— PROBLEM TO WORK ON —
Gather every line in the items below that contains the word "green" and copy each of those lines in full.
──────────
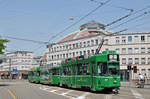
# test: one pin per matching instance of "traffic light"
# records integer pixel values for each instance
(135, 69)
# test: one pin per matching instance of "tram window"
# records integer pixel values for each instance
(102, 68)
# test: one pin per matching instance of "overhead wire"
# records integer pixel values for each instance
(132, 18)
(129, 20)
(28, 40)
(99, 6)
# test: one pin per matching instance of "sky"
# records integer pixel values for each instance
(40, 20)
──────────
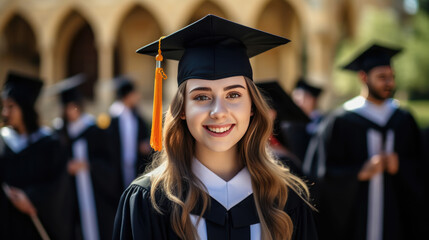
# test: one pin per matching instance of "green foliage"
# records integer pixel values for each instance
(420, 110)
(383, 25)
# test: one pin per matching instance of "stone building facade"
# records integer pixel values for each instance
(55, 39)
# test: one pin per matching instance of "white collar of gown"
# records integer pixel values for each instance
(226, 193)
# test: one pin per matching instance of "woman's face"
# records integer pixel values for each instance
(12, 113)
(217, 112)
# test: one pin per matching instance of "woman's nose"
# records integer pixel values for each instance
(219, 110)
──────────
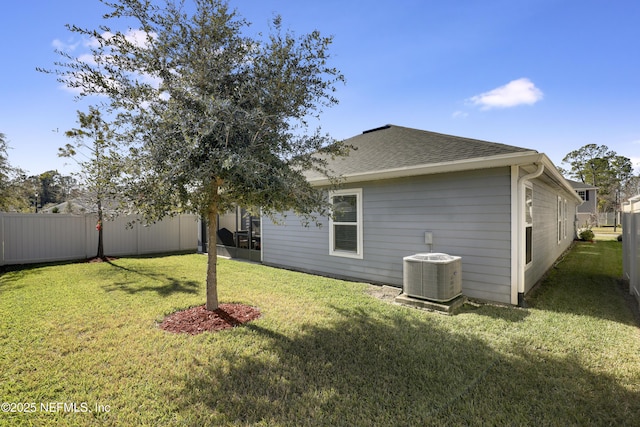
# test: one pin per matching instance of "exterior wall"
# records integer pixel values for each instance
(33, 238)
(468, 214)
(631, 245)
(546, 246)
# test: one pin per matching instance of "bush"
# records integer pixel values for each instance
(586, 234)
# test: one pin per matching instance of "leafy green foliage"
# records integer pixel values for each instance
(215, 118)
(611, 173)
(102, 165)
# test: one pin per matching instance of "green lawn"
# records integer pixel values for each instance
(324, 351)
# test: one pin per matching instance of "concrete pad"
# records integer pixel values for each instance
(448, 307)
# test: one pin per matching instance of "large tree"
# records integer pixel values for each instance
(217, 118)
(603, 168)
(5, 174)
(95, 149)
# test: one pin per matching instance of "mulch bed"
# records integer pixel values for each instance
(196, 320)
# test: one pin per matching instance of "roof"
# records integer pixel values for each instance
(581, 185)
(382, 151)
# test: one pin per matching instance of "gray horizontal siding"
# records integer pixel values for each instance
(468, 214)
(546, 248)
──────────
— EXERCISE ANSWER —
# test: one pin per matching instance of "green foliage"
# test: one pin per matching instance of "leafy green foliage"
# test: one pin per matching instance of "green lawn"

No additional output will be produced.